___ AVAILABLE RECORDS
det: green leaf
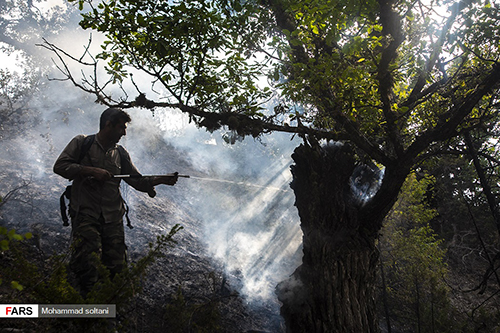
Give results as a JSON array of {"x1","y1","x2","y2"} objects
[
  {"x1": 7, "y1": 229, "x2": 15, "y2": 240},
  {"x1": 11, "y1": 281, "x2": 23, "y2": 291},
  {"x1": 137, "y1": 14, "x2": 146, "y2": 26}
]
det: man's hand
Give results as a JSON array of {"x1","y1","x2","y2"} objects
[
  {"x1": 152, "y1": 174, "x2": 178, "y2": 186},
  {"x1": 81, "y1": 166, "x2": 112, "y2": 181}
]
______
→ WORK ITEM
Repeat all entries exactly, pictures excluded.

→ SOLUTION
det: green leaf
Give results as a JSON array of {"x1","y1","x2","y2"} objects
[
  {"x1": 7, "y1": 229, "x2": 15, "y2": 240},
  {"x1": 11, "y1": 281, "x2": 23, "y2": 291},
  {"x1": 137, "y1": 14, "x2": 146, "y2": 26}
]
det: man's hand
Give results as a JSON array of {"x1","y1","x2","y2"} objects
[
  {"x1": 152, "y1": 174, "x2": 178, "y2": 186},
  {"x1": 81, "y1": 166, "x2": 112, "y2": 181}
]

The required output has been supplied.